What makes Stack Overflow so successful? I was thinking about this the other day. What came before Stack Overflow? Mostly forums and mailing lists. And in a forum or a mailing list, what you get is a pile-up of data in basically chronological order.
This turns out to be a difficult structure for asking and answering questions. So what Stack Overflow really did was this:
- Constrain the domain of possibilities to questions & answers
- Elaborate the types of communication that happen in that context, their operators and semantics
You can talk about anything on a forum, or a mailing list. It’s not confined to technical questions and answers. But supposing that’s all you’re doing, the chronology gets in the way. You wind up helping people serially with the same problems over and over. Some idiot chimes in with unhelpful, unproductive advice. You have to read through it and so does the next guy coming through. In a long forum chain on a single topic, the software may be evolving, and the first ten or hundred pages of dialogue may not be relevant to the current release. The forum can’t order posts by helpfulness or they won’t make sense because of the implicit context.
Stack Overflow fixes these problems by adding constraints. You can’t have a free-form response to a question; you have to either Answer or leave a Comment. The semantics of comments is that if they are low quality, they can be hidden. The semantics of answers is that they can be reordered according to their utility. There are different operators for questions, answers and comments. And the whole system is built around various functions of questions, answers and comments.
How many other systems are there that suffer from chronological pile-ups due to lack of constraints, operators and semantics? One that comes to mind is bug/issue trackers like JIRA. Sure we have a lot of objects in the system—issues, milestones, components, etc. But at the end of the day, each ticket allows an unlimited chronologically-sorted pile-up. Is there a workaround in that pile? Maybe; grab a cup of coffee and start reading, buddy. How do you distinguish a request from the developer for more information from the response from the user from administrativia about what release it should go in? You read the comments, in order.
I’m not aware of a system that solves this by not allowing unconstrained “replies” to tickets, but I think that would be an interesting piece of software to use.
Thus, programs must be written for people to read, and only incidentally for machines to execute. — SICP
I have come to feel that this mindset is mostly hogwash outside academia.
The principal utility of programs is their utility. This seems obvious but is overtly contradicted by the cliche above. The market for programs that cannot be executed (or are not primarily to be executed) is precisely the book market. There are no paper programmers. Programming is a profession because there is a desire for new software to execute.
There is something beautiful about arresting statements like the above. The deception of the quote is that it feeds software’s narcissism. The code is important—it’s what makes it go, and we spend all day in there reading it and writing it. We have to be able to understand it to extend it or debug it. But if I’m not able to communicate clearly to a human, it won’t stop the program from entering production—but the “incidental” detail of it being wrong will.

* [Aim 1]
In the Stack Overflow passage above, retype the portion that begins with the words "I’m not aware" and ends after the words "hogwash outside academia.".
* [Aim 2]
Answer the following questions using the Stack Overflow passage above.
(a) What two forms of response to a question does Stack Overflow permit?
(b) Which bug/issue tracker is named as an example of a system with chronological pile-ups?
(c) Which market is identified as precisely the market for programs that cannot be executed?

* [Information shown]
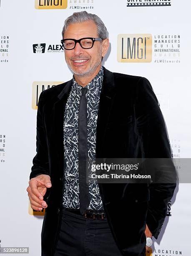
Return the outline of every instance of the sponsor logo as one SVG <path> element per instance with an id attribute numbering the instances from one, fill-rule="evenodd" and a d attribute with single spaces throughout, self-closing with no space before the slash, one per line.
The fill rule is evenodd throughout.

* [Complete answer 1]
I’m not aware of a system that solves this by not allowing unconstrained “replies” to tickets, but I think that would be an interesting piece of software to use.
Thus, programs must be written for people to read, and only incidentally for machines to execute. — SICP
I have come to feel that this mindset is mostly hogwash outside academia.

* [Complete answer 2]
(a) An Answer or a Comment.
(b) JIRA.
(c) The book market.